* _Work task_
Find the lines in the entries that follow where the word "instance" occurs, and state how many there are, with no other words.
(Information supplied)
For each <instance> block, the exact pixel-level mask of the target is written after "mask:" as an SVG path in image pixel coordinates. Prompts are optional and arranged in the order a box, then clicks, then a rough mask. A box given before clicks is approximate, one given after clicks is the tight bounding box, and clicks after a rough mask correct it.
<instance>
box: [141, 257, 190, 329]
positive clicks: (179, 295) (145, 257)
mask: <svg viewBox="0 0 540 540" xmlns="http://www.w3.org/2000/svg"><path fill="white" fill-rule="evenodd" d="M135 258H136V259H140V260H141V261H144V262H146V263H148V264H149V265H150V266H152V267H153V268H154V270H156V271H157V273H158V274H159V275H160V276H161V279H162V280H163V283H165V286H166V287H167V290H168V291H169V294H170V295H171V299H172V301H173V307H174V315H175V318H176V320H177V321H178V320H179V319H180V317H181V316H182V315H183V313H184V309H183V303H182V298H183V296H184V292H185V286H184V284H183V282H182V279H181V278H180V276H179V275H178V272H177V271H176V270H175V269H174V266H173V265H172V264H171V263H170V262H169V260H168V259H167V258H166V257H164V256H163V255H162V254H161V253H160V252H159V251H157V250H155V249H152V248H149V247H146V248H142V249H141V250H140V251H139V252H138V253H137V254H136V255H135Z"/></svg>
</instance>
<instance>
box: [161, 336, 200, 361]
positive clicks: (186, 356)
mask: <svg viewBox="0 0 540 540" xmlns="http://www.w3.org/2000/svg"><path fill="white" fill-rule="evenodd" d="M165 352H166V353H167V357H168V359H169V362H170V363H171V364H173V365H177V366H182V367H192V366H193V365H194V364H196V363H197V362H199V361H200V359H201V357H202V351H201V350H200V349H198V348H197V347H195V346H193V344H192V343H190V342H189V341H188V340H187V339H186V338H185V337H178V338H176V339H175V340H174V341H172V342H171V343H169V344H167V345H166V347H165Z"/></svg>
(End Information supplied)
* _Finished task_
4